=== Given entries ===
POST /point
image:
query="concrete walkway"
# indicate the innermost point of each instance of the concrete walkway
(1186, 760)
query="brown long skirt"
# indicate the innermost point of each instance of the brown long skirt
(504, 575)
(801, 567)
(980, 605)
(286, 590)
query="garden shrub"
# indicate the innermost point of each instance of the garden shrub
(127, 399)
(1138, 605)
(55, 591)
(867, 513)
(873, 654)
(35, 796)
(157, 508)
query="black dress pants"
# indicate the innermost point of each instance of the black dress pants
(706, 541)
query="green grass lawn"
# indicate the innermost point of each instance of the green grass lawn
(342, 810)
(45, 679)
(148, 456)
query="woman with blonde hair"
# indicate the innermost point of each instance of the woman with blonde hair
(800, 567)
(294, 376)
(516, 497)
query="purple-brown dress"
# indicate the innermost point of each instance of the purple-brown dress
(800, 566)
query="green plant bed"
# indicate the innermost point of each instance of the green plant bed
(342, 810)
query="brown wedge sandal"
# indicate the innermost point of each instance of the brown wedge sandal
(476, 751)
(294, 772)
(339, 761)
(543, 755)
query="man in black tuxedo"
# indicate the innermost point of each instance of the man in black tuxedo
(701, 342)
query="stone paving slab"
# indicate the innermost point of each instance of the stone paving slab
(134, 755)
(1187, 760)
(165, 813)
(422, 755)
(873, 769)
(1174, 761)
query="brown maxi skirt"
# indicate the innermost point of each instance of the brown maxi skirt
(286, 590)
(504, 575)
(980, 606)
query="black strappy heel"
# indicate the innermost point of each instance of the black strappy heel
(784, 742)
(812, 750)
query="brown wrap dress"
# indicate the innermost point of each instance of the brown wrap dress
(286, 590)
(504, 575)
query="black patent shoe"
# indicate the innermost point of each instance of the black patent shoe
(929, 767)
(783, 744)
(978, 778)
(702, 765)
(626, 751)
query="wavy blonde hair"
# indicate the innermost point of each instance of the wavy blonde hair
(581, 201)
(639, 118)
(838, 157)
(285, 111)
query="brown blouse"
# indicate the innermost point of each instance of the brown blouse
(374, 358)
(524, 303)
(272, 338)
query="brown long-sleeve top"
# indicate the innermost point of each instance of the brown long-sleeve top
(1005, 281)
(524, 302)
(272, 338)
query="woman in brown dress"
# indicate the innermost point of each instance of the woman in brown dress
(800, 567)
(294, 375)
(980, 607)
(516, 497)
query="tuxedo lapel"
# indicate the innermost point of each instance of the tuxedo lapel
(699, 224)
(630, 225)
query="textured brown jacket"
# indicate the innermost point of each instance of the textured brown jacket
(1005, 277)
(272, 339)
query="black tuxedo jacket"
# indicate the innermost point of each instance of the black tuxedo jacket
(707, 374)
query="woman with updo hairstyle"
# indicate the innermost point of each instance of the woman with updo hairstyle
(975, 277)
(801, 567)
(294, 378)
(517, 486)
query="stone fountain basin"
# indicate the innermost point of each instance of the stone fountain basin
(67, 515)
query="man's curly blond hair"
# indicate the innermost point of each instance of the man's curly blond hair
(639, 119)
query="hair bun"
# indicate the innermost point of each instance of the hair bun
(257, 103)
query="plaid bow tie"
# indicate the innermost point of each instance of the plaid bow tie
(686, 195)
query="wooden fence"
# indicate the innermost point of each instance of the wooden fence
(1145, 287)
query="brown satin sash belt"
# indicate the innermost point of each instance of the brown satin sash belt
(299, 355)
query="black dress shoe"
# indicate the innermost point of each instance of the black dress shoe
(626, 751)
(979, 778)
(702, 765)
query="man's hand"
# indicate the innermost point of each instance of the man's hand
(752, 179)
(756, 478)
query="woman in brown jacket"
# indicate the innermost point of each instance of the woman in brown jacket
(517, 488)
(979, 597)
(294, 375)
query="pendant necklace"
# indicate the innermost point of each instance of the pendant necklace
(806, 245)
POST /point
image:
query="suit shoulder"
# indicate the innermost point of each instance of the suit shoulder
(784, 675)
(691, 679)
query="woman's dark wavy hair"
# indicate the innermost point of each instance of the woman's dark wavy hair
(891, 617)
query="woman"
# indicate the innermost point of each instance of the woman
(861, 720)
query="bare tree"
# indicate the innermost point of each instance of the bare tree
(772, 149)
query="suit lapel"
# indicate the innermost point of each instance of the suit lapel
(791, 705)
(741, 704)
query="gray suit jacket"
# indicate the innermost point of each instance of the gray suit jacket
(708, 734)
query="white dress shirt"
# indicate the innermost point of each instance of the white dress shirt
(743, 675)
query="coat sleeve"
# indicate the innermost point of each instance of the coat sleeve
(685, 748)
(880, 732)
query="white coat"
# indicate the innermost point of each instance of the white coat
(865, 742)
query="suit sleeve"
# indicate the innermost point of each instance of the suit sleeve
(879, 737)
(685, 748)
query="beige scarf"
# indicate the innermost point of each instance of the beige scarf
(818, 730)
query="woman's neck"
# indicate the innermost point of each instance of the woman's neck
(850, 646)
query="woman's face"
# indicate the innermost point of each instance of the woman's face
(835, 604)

=== Task requirements ===
All of the data above should be reproduced exactly, with nothing left out.

=== Exercise response ===
POST /point
image:
query="concrete walkway"
# indicate the innermost point of each instance of the concrete walkway
(1186, 760)
query="brown long skirt"
# indicate the innermost point of each instance of the brown long skirt
(504, 575)
(801, 567)
(980, 605)
(286, 590)
query="garden shrub"
# indicate the innermost point of each instance of the garden shrub
(127, 399)
(1138, 605)
(55, 591)
(867, 513)
(873, 654)
(35, 796)
(157, 508)
query="black dress pants"
# indicate the innermost point of each instance of the black dress pants
(706, 541)
query="green grass lawn"
# indicate the innermost point of each instance of the green grass lawn
(342, 810)
(45, 679)
(148, 456)
query="woman with blonde hair"
# indicate the innermost point of each instance of the woman with blonde hair
(800, 567)
(294, 376)
(516, 497)
query="purple-brown dress"
# indicate the innermost point of each instance of the purple-brown dress
(800, 566)
query="green plant bed"
# indicate the innermost point of each instance of the green plant bed
(342, 810)
query="brown wedge sandal"
# indicate the innermost point of each instance of the brown wedge sandal
(476, 751)
(294, 772)
(339, 761)
(543, 755)
query="man in black tuxedo"
# indicate the innermost point of each instance of the man in black tuxedo
(701, 342)
query="stone paving slab"
# indicate the innermost point of each instance of the stone paving slab
(134, 755)
(1187, 760)
(165, 813)
(422, 755)
(873, 769)
(1174, 761)
query="brown maxi skirt"
# indicate the innermost point of each instance of the brown maxi skirt
(286, 590)
(504, 575)
(980, 606)
query="black strappy heel"
# indicate the innermost point of each instance of the black strappy heel
(784, 742)
(812, 750)
query="brown wrap dress"
# indicate the innermost point of each instance of the brown wrap dress
(286, 590)
(504, 575)
query="black patent shoe"
# indicate the innermost point of each instance of the black patent shoe
(929, 767)
(783, 744)
(978, 778)
(702, 765)
(626, 751)
query="wavy blonde hair"
# indicate the innermost point of each instance of the wavy blonde hair
(581, 201)
(639, 118)
(838, 157)
(285, 111)
query="brown blouse"
# indicate the innermost point of each instance of the brown blouse
(374, 358)
(524, 303)
(272, 338)
query="brown long-sleeve top"
# indicate the innermost point of each instance of the brown long-sleeve top
(1005, 281)
(524, 302)
(272, 338)
query="woman in brown dress"
# indicate the innermost point of each instance of the woman in brown dress
(800, 567)
(294, 375)
(980, 607)
(516, 497)
query="tuxedo lapel"
# indicate the innermost point of each instance of the tuxedo lapel
(699, 224)
(630, 225)
query="textured brown jacket"
# indicate the innermost point of each instance of the textured brown jacket
(1005, 277)
(272, 339)
query="black tuxedo jacket"
# indicate the innermost point of each instance of the black tuxedo jacket
(707, 374)
query="woman with updo hairstyle"
# indicate the innermost point of each instance of the woman with updo hairstyle
(975, 277)
(801, 567)
(294, 378)
(517, 486)
query="stone fountain basin"
# indicate the innermost point of each instance of the stone fountain basin
(67, 515)
query="man's curly blond hair"
# indicate the innermost point of each instance of the man's curly blond hair
(639, 119)
query="hair bun"
# indicate the innermost point of each instance of the hair bun
(257, 103)
query="plaid bow tie"
# indicate the innermost point of each instance of the plaid bow tie
(686, 195)
query="wooden fence"
# indicate the innermost point of each instance of the wooden fence
(1145, 287)
query="brown satin sash belt"
# indicate the innermost point of each instance of the brown satin sash belt
(299, 355)
query="black dress shoe"
# indicate the innermost point of each instance of the black dress shoe
(626, 751)
(979, 778)
(702, 765)
query="man's hand"
# indicate the innermost point of each instance of the man's hand
(752, 179)
(756, 478)
query="woman in brown jacket"
# indicate the innermost point of each instance of the woman in brown jacket
(517, 488)
(979, 597)
(294, 375)
query="pendant necklace"
# indicate the innermost point of each instance of the pendant necklace
(806, 245)
POST /point
image:
query="suit shoulder"
# indicate the innermost point of each instance of the suit shoulder
(784, 675)
(691, 679)
query="woman's dark wavy hair"
# indicate the innermost point of each instance of the woman's dark wavy hair
(891, 617)
query="woman"
# indicate the innermost point of each instance of the woman
(861, 720)
query="bare tree"
# indicate the innermost point of each instance of the bare tree
(772, 149)
query="suit lapel"
# indicate the innermost point of each instance of the suit lapel
(791, 705)
(741, 704)
query="gray suit jacket"
# indicate the innermost point of each instance of the gray suit jacket
(708, 734)
query="white dress shirt"
# indicate the innermost point of each instance of the white dress shirt
(743, 675)
query="coat sleeve"
# indicate the innermost point of each instance of the coat sleeve
(685, 748)
(880, 732)
query="white coat"
# indicate the innermost point of each instance of the white coat
(865, 742)
query="suit sleeve"
# indicate the innermost point of each instance of the suit sleeve
(879, 737)
(685, 748)
query="beige scarf"
# indicate the innermost point of each instance of the beige scarf
(818, 730)
query="woman's neck"
# indicate the innermost point of each instance of the woman's neck
(850, 646)
query="woman's face"
# indicate the innermost point of each instance of the woman's face
(835, 604)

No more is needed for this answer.